WHAT IS BEING ASKED
Output every record exactly, and nothing more.

AVAILABLE DATA
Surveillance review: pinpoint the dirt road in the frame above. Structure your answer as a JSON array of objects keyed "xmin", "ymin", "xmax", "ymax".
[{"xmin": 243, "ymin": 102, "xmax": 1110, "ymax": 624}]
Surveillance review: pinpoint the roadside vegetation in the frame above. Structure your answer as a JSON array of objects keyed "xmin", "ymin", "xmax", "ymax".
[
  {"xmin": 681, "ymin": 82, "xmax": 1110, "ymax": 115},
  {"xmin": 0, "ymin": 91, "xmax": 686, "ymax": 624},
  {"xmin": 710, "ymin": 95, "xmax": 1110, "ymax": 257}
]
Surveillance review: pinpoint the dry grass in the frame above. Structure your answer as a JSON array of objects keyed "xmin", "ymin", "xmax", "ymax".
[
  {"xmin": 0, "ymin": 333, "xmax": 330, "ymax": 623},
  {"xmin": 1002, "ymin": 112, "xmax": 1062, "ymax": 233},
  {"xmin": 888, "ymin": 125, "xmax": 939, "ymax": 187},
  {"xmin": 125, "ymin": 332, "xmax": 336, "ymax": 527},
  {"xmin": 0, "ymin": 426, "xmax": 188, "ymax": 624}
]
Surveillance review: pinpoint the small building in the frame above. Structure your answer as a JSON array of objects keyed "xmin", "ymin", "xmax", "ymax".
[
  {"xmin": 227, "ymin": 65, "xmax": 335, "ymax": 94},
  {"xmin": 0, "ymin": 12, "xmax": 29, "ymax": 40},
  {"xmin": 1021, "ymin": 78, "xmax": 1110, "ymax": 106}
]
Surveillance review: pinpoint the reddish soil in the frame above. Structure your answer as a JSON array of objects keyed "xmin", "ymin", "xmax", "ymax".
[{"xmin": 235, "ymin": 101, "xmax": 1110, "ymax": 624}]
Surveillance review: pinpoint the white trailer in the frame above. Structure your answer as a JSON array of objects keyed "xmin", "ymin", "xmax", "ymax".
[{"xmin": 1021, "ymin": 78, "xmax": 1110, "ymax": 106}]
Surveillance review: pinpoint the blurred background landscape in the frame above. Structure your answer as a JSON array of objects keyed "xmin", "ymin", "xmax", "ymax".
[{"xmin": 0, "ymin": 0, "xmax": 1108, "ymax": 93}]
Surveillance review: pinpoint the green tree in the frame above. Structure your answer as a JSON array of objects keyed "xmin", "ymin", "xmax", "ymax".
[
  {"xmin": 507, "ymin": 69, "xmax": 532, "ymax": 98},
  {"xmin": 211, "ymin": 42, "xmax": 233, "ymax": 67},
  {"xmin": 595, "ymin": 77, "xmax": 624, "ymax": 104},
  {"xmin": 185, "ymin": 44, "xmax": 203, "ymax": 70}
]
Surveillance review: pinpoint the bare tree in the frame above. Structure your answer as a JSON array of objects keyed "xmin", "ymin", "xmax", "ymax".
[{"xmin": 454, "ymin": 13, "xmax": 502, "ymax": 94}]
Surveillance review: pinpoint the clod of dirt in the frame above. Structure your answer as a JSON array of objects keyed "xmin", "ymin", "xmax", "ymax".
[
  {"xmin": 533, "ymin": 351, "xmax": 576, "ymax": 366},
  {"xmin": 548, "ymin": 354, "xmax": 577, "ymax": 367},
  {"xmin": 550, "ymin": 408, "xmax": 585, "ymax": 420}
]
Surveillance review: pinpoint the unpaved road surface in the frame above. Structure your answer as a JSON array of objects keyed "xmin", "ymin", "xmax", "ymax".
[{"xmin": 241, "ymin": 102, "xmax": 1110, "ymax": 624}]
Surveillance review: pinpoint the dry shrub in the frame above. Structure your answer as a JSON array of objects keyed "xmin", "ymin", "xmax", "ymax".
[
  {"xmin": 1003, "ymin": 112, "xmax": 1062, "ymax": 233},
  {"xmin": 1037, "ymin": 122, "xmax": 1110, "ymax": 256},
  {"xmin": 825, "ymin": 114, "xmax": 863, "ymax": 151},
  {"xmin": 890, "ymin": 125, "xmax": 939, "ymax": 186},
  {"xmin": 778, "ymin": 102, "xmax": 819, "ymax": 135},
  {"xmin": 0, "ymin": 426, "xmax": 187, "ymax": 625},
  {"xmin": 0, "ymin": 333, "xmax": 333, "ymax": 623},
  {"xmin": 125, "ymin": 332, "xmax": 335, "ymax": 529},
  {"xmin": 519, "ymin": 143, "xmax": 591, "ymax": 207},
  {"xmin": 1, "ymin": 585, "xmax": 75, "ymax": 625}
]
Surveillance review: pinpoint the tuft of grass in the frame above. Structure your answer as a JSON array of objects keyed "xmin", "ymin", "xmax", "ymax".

EXERCISE SOLUTION
Surveillance review: pinpoint the dirt road in the frame above. Structure your answer as a JSON array of objects keyed "xmin", "ymin", "xmax", "ymax".
[{"xmin": 243, "ymin": 102, "xmax": 1110, "ymax": 624}]
Surveillance review: pinpoint the roadside vegetation in the frame above. Structure your answer as a JSON array of objects keyed "xmin", "ymin", "xmax", "ymax".
[
  {"xmin": 681, "ymin": 82, "xmax": 1110, "ymax": 115},
  {"xmin": 0, "ymin": 91, "xmax": 686, "ymax": 624},
  {"xmin": 710, "ymin": 95, "xmax": 1110, "ymax": 257}
]
Surveillance review: pinpoint the dry grass in the frame above. Structure your answer as a JSON array of objects keyed "xmin", "ymin", "xmax", "ymax".
[
  {"xmin": 0, "ymin": 333, "xmax": 330, "ymax": 623},
  {"xmin": 1002, "ymin": 112, "xmax": 1062, "ymax": 233},
  {"xmin": 888, "ymin": 125, "xmax": 939, "ymax": 187},
  {"xmin": 125, "ymin": 332, "xmax": 336, "ymax": 527},
  {"xmin": 0, "ymin": 426, "xmax": 188, "ymax": 624}
]
Surveillance review: pinpoint the small building in the frame above. Structure your answer as a JSON array of objects keyed "xmin", "ymin", "xmax", "ymax".
[
  {"xmin": 227, "ymin": 65, "xmax": 335, "ymax": 94},
  {"xmin": 0, "ymin": 12, "xmax": 29, "ymax": 40},
  {"xmin": 1021, "ymin": 78, "xmax": 1110, "ymax": 106}
]
Surveillance review: pinpoint the reddish soil in the frame above. Structure your answer as a JSON array of objects keyed "xmin", "ymin", "xmax", "ymax".
[{"xmin": 235, "ymin": 101, "xmax": 1110, "ymax": 624}]
Surveillance review: pinpoint the white trailer in the frame above. Structure your answer as a JSON array of objects keyed "xmin", "ymin", "xmax", "ymax".
[{"xmin": 1021, "ymin": 78, "xmax": 1110, "ymax": 106}]
Surveillance review: pinpoint the blurred background landscape in the frame above. Structure your answer as a JSON array of objects keyed "xmin", "ymin", "xmax", "ymax".
[{"xmin": 0, "ymin": 0, "xmax": 1108, "ymax": 93}]
Surveillance review: pinpoint the green tree in the frame above. Structure your answer as a JSON array of objects keyed "xmin", "ymin", "xmax", "ymax".
[
  {"xmin": 507, "ymin": 69, "xmax": 532, "ymax": 98},
  {"xmin": 211, "ymin": 42, "xmax": 233, "ymax": 67},
  {"xmin": 595, "ymin": 77, "xmax": 624, "ymax": 104},
  {"xmin": 185, "ymin": 44, "xmax": 203, "ymax": 70}
]
Surveillance review: pinpoint the bare tree in the frame above. Structure your answer as a JSON array of objects keyed "xmin", "ymin", "xmax", "ymax".
[{"xmin": 454, "ymin": 13, "xmax": 502, "ymax": 94}]
Surveillance review: pinpoint the clod of dirt in the frame above. Structure your answer as a JSON array of objects keyed "xmin", "ymin", "xmax", "ymax".
[
  {"xmin": 533, "ymin": 351, "xmax": 576, "ymax": 366},
  {"xmin": 548, "ymin": 354, "xmax": 577, "ymax": 367},
  {"xmin": 550, "ymin": 408, "xmax": 585, "ymax": 420}
]
Surveillance review: pinpoint the unpaved road surface in the frame above. Structure your answer as a JSON array of objects keyed "xmin", "ymin", "xmax", "ymax".
[{"xmin": 241, "ymin": 102, "xmax": 1110, "ymax": 624}]
Surveillance review: pinpoint the dry shrub in the frame above. Structure your answer as a JSON array of objects keyed "xmin", "ymin", "xmax", "ymax".
[
  {"xmin": 1003, "ymin": 112, "xmax": 1062, "ymax": 233},
  {"xmin": 1037, "ymin": 122, "xmax": 1110, "ymax": 256},
  {"xmin": 825, "ymin": 114, "xmax": 863, "ymax": 151},
  {"xmin": 890, "ymin": 125, "xmax": 939, "ymax": 186},
  {"xmin": 778, "ymin": 102, "xmax": 819, "ymax": 135},
  {"xmin": 0, "ymin": 426, "xmax": 187, "ymax": 625},
  {"xmin": 0, "ymin": 333, "xmax": 333, "ymax": 623},
  {"xmin": 125, "ymin": 332, "xmax": 335, "ymax": 529},
  {"xmin": 519, "ymin": 143, "xmax": 591, "ymax": 207},
  {"xmin": 1, "ymin": 585, "xmax": 75, "ymax": 625}
]
Surveillance review: pinpoint the tuft of grass in the frame above. Structure your answer as a JSON array of objects keyed "xmin", "ymin", "xmax", "ymax".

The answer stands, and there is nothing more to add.